- [WHAT YOU SHOULD DO]
Go through the listing below and list every line with "cloud".

- [AVAILABLE DATA]
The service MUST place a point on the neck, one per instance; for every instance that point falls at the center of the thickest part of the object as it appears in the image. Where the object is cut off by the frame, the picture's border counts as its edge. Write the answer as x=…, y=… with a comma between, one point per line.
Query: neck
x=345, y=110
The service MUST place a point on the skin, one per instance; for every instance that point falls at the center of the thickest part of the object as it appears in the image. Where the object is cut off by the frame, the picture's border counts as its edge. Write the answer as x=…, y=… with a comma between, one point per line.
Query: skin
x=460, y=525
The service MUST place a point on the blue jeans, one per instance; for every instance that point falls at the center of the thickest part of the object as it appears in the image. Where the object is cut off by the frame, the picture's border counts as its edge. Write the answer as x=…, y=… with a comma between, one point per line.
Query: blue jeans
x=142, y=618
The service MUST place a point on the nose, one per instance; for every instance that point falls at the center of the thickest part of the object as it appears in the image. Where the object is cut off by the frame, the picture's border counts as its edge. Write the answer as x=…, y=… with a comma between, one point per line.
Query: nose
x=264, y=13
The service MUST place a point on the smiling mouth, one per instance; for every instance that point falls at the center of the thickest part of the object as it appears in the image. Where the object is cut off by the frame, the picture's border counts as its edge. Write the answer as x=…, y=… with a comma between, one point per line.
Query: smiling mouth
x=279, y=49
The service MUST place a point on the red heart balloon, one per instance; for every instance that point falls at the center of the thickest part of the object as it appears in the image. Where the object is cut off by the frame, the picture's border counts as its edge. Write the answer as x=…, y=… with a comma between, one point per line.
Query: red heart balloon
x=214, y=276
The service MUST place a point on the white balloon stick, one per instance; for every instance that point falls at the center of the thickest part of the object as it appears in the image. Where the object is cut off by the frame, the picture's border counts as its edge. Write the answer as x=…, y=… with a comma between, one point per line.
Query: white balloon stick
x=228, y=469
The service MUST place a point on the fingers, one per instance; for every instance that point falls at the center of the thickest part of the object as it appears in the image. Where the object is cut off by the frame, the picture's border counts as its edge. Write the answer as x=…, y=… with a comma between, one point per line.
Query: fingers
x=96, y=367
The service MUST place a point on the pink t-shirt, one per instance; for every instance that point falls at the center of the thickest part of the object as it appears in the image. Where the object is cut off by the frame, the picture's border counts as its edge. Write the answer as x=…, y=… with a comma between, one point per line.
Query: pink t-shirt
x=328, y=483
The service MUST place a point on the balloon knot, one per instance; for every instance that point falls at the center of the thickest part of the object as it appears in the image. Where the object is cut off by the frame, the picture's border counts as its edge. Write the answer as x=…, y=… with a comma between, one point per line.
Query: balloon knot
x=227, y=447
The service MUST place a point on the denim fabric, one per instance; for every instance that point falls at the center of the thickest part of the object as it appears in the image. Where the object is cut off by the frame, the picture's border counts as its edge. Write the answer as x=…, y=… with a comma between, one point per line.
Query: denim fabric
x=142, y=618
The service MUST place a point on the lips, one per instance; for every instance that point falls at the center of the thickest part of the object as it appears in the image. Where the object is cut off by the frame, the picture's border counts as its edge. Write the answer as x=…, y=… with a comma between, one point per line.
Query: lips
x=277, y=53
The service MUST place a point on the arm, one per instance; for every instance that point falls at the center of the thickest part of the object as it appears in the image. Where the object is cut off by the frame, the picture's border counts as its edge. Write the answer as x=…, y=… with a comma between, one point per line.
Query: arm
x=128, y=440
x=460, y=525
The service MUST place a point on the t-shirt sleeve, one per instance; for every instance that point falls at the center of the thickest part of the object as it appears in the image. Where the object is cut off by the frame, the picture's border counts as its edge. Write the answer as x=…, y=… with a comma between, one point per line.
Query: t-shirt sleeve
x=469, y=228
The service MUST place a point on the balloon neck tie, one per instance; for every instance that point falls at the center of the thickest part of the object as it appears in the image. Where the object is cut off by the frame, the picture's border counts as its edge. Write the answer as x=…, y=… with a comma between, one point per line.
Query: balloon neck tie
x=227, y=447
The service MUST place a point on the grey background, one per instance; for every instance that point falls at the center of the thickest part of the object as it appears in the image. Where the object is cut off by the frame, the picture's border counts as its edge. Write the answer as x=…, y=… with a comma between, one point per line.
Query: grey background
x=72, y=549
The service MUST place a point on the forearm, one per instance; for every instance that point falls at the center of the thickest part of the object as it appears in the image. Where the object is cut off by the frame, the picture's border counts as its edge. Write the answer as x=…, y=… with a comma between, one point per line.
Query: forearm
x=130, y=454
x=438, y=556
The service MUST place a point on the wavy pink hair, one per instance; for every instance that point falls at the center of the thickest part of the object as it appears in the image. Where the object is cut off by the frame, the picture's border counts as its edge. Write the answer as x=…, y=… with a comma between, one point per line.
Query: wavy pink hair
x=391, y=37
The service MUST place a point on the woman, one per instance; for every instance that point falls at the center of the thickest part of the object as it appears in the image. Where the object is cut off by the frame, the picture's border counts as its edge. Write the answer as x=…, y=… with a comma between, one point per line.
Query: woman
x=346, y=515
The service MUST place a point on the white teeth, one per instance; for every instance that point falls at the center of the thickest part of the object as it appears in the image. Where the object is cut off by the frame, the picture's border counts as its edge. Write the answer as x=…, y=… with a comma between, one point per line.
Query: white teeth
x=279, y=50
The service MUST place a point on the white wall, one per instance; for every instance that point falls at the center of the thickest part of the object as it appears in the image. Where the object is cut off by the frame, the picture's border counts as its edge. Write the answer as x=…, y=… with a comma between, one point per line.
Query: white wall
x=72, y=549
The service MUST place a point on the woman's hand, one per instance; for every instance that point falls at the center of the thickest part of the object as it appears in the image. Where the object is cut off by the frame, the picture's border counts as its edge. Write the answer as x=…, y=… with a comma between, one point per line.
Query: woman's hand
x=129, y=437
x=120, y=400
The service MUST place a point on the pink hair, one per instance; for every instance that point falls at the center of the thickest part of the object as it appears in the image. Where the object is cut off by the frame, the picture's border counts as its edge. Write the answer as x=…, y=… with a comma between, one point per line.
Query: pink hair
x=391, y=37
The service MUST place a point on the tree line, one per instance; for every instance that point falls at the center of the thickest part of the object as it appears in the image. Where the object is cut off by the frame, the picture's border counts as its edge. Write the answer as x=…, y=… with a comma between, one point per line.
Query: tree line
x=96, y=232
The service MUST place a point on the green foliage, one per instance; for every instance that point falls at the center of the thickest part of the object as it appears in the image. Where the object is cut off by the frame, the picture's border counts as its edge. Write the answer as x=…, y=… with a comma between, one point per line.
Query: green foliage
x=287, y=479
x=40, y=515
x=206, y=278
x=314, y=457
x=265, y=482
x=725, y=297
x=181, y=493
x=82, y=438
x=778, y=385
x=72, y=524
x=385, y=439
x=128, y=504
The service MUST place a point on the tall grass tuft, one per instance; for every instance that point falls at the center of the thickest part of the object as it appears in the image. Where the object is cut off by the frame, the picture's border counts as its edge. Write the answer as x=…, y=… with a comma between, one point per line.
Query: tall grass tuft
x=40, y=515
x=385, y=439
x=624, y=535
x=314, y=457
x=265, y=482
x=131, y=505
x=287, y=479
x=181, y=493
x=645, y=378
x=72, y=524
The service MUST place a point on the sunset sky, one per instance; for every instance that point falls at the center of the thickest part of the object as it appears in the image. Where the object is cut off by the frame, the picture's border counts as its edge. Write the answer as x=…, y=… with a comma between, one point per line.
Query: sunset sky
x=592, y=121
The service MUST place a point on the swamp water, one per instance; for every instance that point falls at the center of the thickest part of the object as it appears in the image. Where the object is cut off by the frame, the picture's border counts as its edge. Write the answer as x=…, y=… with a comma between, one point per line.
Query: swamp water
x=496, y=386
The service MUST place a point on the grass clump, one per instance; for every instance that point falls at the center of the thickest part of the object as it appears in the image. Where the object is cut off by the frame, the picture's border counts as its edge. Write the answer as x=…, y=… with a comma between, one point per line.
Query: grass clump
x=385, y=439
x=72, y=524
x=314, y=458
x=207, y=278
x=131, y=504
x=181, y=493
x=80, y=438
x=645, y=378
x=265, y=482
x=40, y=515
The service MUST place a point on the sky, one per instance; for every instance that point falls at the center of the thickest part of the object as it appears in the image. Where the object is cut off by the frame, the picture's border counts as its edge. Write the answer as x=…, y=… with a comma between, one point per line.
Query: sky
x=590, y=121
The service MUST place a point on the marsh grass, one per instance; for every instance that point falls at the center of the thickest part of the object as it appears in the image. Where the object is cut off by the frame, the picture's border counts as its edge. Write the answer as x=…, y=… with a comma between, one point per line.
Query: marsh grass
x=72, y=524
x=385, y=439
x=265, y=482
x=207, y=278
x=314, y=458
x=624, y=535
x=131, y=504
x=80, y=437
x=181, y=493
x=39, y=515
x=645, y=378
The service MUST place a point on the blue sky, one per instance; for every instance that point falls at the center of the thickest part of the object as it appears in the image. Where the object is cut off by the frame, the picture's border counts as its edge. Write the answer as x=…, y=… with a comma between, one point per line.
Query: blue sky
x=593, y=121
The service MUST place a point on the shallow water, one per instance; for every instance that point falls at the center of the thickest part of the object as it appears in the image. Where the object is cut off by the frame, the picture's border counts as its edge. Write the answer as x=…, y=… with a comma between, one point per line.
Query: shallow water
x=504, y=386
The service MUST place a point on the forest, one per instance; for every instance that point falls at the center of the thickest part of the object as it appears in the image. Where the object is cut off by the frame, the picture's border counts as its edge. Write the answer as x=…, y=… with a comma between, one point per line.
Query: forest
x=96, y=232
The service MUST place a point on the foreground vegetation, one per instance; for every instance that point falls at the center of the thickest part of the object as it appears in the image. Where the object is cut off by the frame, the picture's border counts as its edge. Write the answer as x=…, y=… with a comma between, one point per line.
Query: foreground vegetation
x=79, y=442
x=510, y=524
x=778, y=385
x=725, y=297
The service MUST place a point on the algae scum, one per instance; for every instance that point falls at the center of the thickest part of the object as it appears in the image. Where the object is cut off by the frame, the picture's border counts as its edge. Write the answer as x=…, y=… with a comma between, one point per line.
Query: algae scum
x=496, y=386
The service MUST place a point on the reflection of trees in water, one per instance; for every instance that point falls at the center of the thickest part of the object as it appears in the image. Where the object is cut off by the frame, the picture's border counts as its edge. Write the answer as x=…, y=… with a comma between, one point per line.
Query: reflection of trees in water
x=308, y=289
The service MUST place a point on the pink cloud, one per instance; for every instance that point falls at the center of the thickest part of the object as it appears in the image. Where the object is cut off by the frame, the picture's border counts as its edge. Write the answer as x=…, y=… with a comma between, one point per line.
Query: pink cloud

- [WRITTEN ANSWER]
The service MUST place a point on the pink cloud, one per instance; for every instance that point falls at the center of the thickest part of the object as it appears in the image. Where the object is cut off by the frame, the picture's border counts as its edge. Write the answer as x=…, y=… with a comma between, one point per line.
Query: pink cloud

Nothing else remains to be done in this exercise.